[Position identification records]
□ □ □ □ □ □ □

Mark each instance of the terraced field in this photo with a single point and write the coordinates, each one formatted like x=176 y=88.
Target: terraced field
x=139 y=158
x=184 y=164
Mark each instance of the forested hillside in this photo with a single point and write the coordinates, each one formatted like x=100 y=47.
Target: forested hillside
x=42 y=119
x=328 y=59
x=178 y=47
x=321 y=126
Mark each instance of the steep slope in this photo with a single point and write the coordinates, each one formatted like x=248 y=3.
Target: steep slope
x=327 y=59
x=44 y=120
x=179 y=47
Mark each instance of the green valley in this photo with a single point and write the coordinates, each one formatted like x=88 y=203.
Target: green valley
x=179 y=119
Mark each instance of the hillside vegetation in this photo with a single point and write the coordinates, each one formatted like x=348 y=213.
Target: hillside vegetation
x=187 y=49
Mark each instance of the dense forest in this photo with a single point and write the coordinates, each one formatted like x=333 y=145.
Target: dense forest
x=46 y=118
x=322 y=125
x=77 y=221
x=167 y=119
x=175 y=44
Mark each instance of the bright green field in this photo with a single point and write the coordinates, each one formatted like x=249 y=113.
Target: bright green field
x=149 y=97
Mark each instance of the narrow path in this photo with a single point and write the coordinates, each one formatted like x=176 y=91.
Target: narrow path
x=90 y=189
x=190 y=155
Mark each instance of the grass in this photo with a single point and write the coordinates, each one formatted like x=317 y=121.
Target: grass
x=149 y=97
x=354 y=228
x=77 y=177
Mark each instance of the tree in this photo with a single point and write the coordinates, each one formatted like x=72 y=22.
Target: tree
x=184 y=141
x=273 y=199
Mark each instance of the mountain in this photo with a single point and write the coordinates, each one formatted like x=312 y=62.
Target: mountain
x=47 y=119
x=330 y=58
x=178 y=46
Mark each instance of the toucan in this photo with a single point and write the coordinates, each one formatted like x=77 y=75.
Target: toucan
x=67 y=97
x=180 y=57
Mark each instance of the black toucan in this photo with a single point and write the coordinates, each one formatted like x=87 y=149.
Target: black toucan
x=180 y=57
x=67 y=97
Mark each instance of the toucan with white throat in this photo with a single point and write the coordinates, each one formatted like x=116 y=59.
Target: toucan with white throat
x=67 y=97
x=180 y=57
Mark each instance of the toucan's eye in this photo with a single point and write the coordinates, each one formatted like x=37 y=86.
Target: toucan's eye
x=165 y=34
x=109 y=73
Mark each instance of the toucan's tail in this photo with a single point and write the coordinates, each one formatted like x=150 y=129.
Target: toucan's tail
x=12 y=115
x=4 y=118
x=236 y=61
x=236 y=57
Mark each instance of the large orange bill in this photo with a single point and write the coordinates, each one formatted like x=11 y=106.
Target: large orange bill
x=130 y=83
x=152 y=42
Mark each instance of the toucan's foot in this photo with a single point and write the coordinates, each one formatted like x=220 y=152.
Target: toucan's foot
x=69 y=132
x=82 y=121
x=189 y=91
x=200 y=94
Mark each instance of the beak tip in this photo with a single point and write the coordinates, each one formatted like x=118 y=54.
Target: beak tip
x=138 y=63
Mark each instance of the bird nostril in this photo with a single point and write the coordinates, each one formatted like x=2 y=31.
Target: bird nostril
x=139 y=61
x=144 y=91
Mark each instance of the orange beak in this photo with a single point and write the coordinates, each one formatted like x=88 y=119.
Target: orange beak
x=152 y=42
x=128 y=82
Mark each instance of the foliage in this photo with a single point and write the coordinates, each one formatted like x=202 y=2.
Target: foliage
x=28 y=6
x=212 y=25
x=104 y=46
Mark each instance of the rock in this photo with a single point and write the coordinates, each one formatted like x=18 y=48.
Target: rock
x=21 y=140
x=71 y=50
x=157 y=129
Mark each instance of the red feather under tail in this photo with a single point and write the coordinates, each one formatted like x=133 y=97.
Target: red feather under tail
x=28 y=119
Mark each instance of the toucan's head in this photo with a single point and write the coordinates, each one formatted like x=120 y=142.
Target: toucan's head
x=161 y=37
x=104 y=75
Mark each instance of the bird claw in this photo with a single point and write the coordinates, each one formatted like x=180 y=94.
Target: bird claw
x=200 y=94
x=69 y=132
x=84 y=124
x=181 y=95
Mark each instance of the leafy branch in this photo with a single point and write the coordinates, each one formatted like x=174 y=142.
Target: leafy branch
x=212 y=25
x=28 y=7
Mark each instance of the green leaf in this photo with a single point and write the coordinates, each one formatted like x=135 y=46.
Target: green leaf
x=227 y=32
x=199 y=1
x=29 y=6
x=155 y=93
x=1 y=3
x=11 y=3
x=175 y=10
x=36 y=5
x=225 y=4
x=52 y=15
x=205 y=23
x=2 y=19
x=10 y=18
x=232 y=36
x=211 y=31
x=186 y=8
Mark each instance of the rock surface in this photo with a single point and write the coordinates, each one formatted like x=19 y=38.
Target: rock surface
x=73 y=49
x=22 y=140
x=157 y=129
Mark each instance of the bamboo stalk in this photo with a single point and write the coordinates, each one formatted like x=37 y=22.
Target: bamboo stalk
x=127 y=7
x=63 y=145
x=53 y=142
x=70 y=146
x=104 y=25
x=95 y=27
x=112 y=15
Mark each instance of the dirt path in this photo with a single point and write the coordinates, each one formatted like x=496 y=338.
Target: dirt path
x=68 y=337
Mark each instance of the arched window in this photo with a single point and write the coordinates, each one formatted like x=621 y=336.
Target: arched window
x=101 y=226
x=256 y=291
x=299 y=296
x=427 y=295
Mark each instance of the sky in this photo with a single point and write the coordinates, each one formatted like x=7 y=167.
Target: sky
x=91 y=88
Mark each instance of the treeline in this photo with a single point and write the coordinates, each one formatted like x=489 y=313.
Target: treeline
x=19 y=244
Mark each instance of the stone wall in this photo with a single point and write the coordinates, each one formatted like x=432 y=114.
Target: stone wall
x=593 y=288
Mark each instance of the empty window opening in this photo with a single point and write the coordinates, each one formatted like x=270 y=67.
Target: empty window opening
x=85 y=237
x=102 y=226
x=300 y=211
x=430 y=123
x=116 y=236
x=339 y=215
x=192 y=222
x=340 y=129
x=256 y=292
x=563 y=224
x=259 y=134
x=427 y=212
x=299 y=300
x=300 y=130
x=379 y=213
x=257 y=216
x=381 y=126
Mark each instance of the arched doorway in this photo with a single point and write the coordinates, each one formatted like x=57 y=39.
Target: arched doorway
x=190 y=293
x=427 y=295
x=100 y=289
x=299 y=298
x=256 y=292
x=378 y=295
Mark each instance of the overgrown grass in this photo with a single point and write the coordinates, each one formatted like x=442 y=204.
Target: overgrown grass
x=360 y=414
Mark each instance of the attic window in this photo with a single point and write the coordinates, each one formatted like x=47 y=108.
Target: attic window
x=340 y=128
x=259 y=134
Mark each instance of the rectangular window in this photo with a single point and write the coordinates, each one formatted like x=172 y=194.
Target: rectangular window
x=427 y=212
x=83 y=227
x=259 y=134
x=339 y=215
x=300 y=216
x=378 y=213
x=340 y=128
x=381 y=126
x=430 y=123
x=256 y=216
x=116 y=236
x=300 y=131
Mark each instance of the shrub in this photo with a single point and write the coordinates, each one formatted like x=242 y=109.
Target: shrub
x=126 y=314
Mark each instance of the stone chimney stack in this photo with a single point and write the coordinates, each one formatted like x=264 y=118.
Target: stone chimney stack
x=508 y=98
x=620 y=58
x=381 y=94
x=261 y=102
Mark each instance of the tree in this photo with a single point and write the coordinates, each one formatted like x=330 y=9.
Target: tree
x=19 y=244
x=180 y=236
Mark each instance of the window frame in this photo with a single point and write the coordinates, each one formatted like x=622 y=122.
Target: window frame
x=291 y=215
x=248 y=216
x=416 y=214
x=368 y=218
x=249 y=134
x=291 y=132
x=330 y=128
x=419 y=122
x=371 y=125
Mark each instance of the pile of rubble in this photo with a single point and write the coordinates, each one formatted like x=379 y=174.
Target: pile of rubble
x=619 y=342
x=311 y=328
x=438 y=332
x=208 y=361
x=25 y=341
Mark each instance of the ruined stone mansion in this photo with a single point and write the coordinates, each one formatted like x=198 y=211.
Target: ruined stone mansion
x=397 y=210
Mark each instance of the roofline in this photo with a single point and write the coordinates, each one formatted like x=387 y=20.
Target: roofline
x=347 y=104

□ □ □ □ □ □ □

**What you should do**
Repeat the lines from the one containing "like x=330 y=9." through the end of the listing, exactly and without any other lines; both ends are included.

**Answer to the task**
Mark each instance of the tree in this photo with a single point and write the coordinates, each one formatted like x=330 y=9.
Target: tree
x=19 y=244
x=180 y=236
Mark each instance of the window frame in this photo with a single point and write the coordinates, each one formatted like x=622 y=122.
Target: window frame
x=291 y=215
x=248 y=216
x=416 y=214
x=368 y=218
x=249 y=134
x=291 y=132
x=330 y=128
x=419 y=122
x=371 y=125
Mark each instance of the pile of rubble in this photo with a single point and write the coordinates, each one formatted like x=379 y=174.
Target: pile of rubble
x=619 y=342
x=311 y=328
x=438 y=332
x=208 y=361
x=25 y=341
Mark each instance of the ruined stone mansion in this photo with a single point and write the coordinates, each one formatted like x=198 y=211.
Target: ruined stone mansion
x=397 y=210
Mark each instance of the roofline in this photo with a single point and write the coordinates, each one formatted like x=387 y=20.
Target: roofline
x=347 y=104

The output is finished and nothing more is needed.